# SELECTION
"""

While evolution is a fact, the main question is whether the fortuitous action through long periods of time of individuals upon nature, and nature's fortuitous reactions upon those individuals, suffice adequately to explain the process. The idea is steadily growing more and more unfashionable, because the problems of the origination and growth of self-consciousness, and of intellectual development, are inexplicable by it. The real question at issue is this: is there not behind the evolving human race, as expressed in its individuals, a vital urge or drive to betterment, working from within outwards? If so, it is true evolution. If the materialistic transformist denies this fact, he has the tremendous onus probandi before him, the almost insurmountable difficulty of explaining whence and why and how these marvelous faculties arise and increase in power and expression with the passage of time. No transformist has yet succeeded in meeting this issue.

The Darwinists talk of the struggle for life, but we claim that this so-called struggle has been greatly overdrawn. It has now become quite popular to believe on proved facts that there is just as much mutual assistance and helpfulness in the animate portion of the cosmos as there is combat and struggle; indeed, more. Do we deny, then, that natural selection, the struggle for life and the survival of the fittest are factors in evolution? The simple answer is no. There is nothing new whatsoever about that idea.

The theosophical philosophy-science-religion is based on nature; not alone on the material physical nature which we know with our physical senses, but on that greater nature, of which the physical nature is actually but the vehicle, the expression, of indwelling forces. By nature we mean the entire framework and course of the cosmos, from the ultraspiritual down to the ultraphysical — limitless in each direction. From all the above we can see that to the theosophist evolution extends over far wider fields, and reaches to far greater heights, and we observe it operative in nature in a far more complex manner, than does the relatively simple teaching of modern scientific transformism.

"""

# STORED ROWS
"""

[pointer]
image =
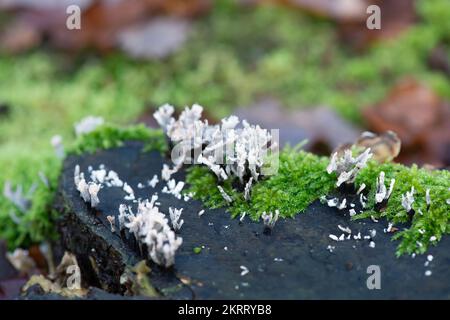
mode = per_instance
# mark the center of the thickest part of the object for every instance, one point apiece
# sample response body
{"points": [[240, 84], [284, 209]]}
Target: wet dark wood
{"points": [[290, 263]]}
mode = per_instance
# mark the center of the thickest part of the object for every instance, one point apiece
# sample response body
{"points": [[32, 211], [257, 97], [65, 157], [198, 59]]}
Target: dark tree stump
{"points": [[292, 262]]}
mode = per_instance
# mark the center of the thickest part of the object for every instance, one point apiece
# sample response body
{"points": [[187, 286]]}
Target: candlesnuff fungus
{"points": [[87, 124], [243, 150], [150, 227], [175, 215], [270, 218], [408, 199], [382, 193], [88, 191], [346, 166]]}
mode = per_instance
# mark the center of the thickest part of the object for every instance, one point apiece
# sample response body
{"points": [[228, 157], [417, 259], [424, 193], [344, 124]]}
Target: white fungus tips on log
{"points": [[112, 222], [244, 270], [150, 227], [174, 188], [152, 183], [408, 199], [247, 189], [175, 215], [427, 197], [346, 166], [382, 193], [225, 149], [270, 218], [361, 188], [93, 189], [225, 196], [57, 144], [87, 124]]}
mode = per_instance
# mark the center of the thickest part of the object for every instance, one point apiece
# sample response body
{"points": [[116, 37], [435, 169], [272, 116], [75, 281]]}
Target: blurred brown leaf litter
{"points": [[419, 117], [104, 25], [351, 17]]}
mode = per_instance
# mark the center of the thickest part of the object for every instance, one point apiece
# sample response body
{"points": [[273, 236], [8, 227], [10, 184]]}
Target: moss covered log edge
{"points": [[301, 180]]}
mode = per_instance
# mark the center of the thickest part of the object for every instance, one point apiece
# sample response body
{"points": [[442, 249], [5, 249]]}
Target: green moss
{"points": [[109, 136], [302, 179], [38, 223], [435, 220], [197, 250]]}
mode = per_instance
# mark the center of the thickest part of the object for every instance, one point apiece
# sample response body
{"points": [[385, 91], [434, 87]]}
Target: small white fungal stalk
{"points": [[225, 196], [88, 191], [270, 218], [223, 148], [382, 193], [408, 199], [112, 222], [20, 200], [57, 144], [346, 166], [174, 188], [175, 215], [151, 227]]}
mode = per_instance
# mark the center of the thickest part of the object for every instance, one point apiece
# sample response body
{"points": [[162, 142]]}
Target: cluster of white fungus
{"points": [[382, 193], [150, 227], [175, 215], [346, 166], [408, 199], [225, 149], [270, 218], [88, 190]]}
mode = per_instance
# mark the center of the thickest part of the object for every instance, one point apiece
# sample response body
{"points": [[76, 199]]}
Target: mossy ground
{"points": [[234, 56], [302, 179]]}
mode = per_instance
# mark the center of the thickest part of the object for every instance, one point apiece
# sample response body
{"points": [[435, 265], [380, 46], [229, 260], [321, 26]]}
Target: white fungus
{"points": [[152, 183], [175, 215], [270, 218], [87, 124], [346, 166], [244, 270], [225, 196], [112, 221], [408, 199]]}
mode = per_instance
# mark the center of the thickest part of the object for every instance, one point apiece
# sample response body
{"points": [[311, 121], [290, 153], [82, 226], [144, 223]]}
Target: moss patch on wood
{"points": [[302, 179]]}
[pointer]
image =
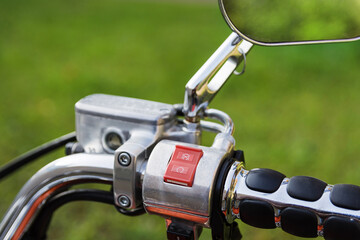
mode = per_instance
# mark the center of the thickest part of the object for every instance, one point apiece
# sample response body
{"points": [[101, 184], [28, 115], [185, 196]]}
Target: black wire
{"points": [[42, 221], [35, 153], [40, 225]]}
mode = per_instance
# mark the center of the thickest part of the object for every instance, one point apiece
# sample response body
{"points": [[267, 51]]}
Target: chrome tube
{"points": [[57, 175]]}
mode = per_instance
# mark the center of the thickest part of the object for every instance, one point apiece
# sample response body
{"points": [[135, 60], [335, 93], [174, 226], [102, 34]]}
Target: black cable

"""

# REQUIRED WORK
1) Reproduce word for word the part of the evolution passage starting with "The Darwinists talk" and going on through "about that idea.".
2) Answer these questions using the evolution passage:
(a) What does the passage say the Darwinists have greatly overdrawn?
(b) Why is the idea of fortuitous action and reaction growing more unfashionable?
(c) How far does nature reach, as the passage defines it?
3) Continue the passage on evolution from its last sentence.
The records come from a different source than the text.

# FINAL RESULTS
1)
The Darwinists talk of the struggle for life, but we claim that this so-called struggle has been greatly overdrawn. It has now become quite popular to believe on proved facts that there is just as much mutual assistance and helpfulness in the animate portion of the cosmos as there is combat and struggle; indeed, more. Do we deny, then, that natural selection, the struggle for life and the survival of the fittest are factors in evolution? The simple answer is no. There is nothing new whatsoever about that idea.

2)
(a) The so-called struggle for life.
(b) Because the problems of the origination and growth of self-consciousness, and of intellectual development, cannot be explained by it.
(c) The entire framework and course of the cosmos, from the ultraspiritual down to the ultraphysical, limitless in each direction.

3)
FOOTNOTE:

1. See Chapter 10, "Reincarnation and Evolution," for a fuller explanation of the term metempsychosis; see also the author's work, The Esoteric Tradition, where the subject of reimbodiment in its several forms is treated in depth. (return to text)


Chapter 3

The Evolutionary Stairway of Life

The psychology of the times following the publication of Darwin's works was so strong that most thinking men could not then be brought to admit that there were any alternative explanations of the phenomena of progressive development in life — human, animal, or plant life — to the scheme of transformism which he set forth. This psychological phenomenon was brought about mainly by the efforts of two men, men of large culture, but vociferously enthusiastic and more or less dogmatic in the presentation of their views; and they ended by convincing the world that the evolutionism, in reality the transformism, that they taught was the actual procedure of manifested life in producing development in all creatures.

These two men were Thomas Henry Huxley and Ernst Heinrich Haeckel. Both were fervent Darwinists. Their influence, on the whole, has not been good upon the mentality of the human race. We do not question the bona fides of either of them, but we do question their influence for good upon thinking and unthinking minds. They taught things that in many important essentials were not true, and taught them in such fashion that their hearers were led to believe that they were true. This influence was brought to bear upon the minds of the people of those days by means of the great literary and scientific standing which these two men in particular had. These two men were exceedingly able; but they spoke with the voice of authority on subjects which they themselves, in many particulars, were merely guessing at. These conclusions are not mine alone. They are also the conclusions of many scientific researchers and thinkers of today.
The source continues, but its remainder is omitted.